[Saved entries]
##############################

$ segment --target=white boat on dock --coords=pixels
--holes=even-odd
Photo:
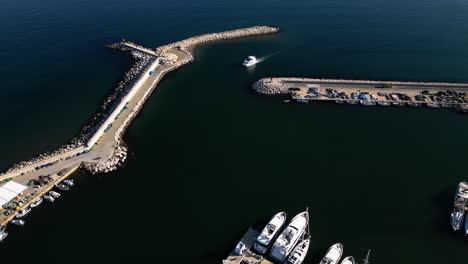
[[[268,247],[271,245],[271,242],[273,242],[273,240],[279,234],[279,231],[281,230],[285,222],[285,212],[279,212],[275,216],[273,216],[270,222],[265,226],[265,228],[263,228],[262,232],[257,237],[257,240],[254,244],[255,250],[259,253],[265,254],[268,250]]]
[[[307,255],[307,251],[309,250],[309,245],[310,245],[310,238],[302,240],[299,244],[297,244],[297,246],[291,252],[286,263],[301,264]]]
[[[55,184],[55,187],[61,191],[69,191],[70,190],[70,186],[66,185],[66,184],[62,184],[62,183],[57,183]]]
[[[8,236],[8,233],[7,232],[1,232],[0,233],[0,242],[2,242],[3,240],[5,240],[5,238]]]
[[[37,199],[36,201],[32,202],[32,203],[29,205],[29,207],[31,207],[31,208],[38,207],[38,206],[42,203],[43,200],[44,200],[44,198],[39,197],[39,199]]]
[[[49,192],[49,195],[51,195],[51,196],[54,197],[54,198],[59,198],[59,197],[60,197],[60,193],[55,192],[55,191],[50,191],[50,192]]]
[[[304,235],[308,224],[309,212],[305,211],[296,215],[276,239],[271,248],[270,256],[279,262],[284,262],[299,239]]]
[[[5,232],[5,230],[6,230],[6,226],[5,226],[5,225],[0,226],[0,233]]]
[[[343,254],[343,245],[341,243],[334,244],[331,246],[325,257],[323,257],[320,264],[338,264]]]
[[[453,231],[458,231],[462,224],[463,218],[465,217],[465,211],[459,208],[455,208],[450,215],[451,221],[450,224],[452,225]]]
[[[468,205],[468,183],[460,182],[457,186],[457,192],[453,202],[454,208],[450,215],[450,224],[454,231],[461,228]],[[465,224],[466,228],[466,224]],[[465,230],[466,232],[466,230]]]
[[[19,210],[18,213],[16,214],[15,218],[24,217],[27,214],[29,214],[29,212],[31,212],[31,208],[26,208],[26,209]]]
[[[344,258],[340,264],[355,264],[356,262],[354,261],[353,257],[346,257]]]
[[[64,180],[63,183],[70,186],[70,187],[73,187],[73,185],[75,185],[75,182],[73,180],[71,180],[71,179]]]
[[[55,198],[52,195],[46,194],[44,195],[44,199],[48,202],[53,203],[55,201]]]
[[[15,220],[11,220],[11,223],[14,224],[14,225],[18,225],[18,226],[24,226],[24,223],[26,223],[24,220],[21,220],[21,219],[15,219]]]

##############################

Exercise prompt
Retype each line of the records exactly as it reads; no pictures belong in the copy.

Response to the exercise
$ segment --target=white boat on dock --coords=pixels
--holes=even-odd
Photo:
[[[268,247],[271,245],[271,242],[273,242],[273,240],[279,234],[279,231],[281,230],[285,222],[285,212],[279,212],[275,216],[273,216],[270,222],[265,226],[265,228],[263,228],[262,232],[257,237],[257,240],[254,244],[255,250],[259,253],[265,254],[268,250]]]
[[[307,255],[307,251],[309,250],[309,245],[310,245],[310,238],[302,240],[299,244],[297,244],[297,246],[291,252],[286,263],[301,264]]]
[[[55,184],[55,187],[61,191],[69,191],[70,190],[70,186],[66,185],[66,184],[62,184],[62,183],[57,183]]]
[[[8,236],[8,233],[7,232],[1,232],[0,233],[0,242],[2,242],[3,240],[5,240],[5,238]]]
[[[37,199],[36,201],[32,202],[32,203],[29,205],[29,207],[31,207],[31,208],[38,207],[38,206],[42,203],[43,200],[44,200],[44,198],[39,197],[39,199]]]
[[[49,192],[49,195],[51,195],[51,196],[54,197],[54,198],[59,198],[59,197],[60,197],[60,193],[55,192],[55,191],[50,191],[50,192]]]
[[[304,235],[308,224],[309,212],[305,211],[296,215],[276,239],[271,248],[270,256],[279,262],[284,262],[299,239]]]
[[[5,232],[5,230],[6,230],[6,226],[5,226],[5,225],[0,226],[0,233]]]
[[[343,254],[343,245],[341,243],[334,244],[331,246],[325,257],[323,257],[320,264],[338,264]]]
[[[453,231],[458,231],[462,224],[463,218],[465,217],[465,211],[459,208],[455,208],[450,215],[451,221],[450,224],[452,225]]]
[[[468,205],[468,183],[460,182],[457,186],[457,192],[453,202],[454,208],[450,215],[450,224],[454,231],[461,228]],[[465,224],[466,228],[466,224]],[[465,230],[466,232],[466,230]]]
[[[19,210],[18,213],[16,214],[15,218],[24,217],[27,214],[29,214],[29,212],[31,212],[31,208],[26,208],[26,209]]]
[[[344,258],[340,264],[355,264],[356,262],[354,261],[353,257],[346,257]]]
[[[64,180],[63,183],[70,186],[70,187],[73,187],[73,185],[75,185],[75,182],[73,180],[71,180],[71,179]]]
[[[55,198],[52,195],[46,194],[44,195],[44,199],[48,202],[53,203],[55,201]]]
[[[15,220],[11,220],[11,223],[14,224],[14,225],[18,225],[18,226],[24,226],[24,223],[26,223],[24,220],[21,220],[21,219],[15,219]]]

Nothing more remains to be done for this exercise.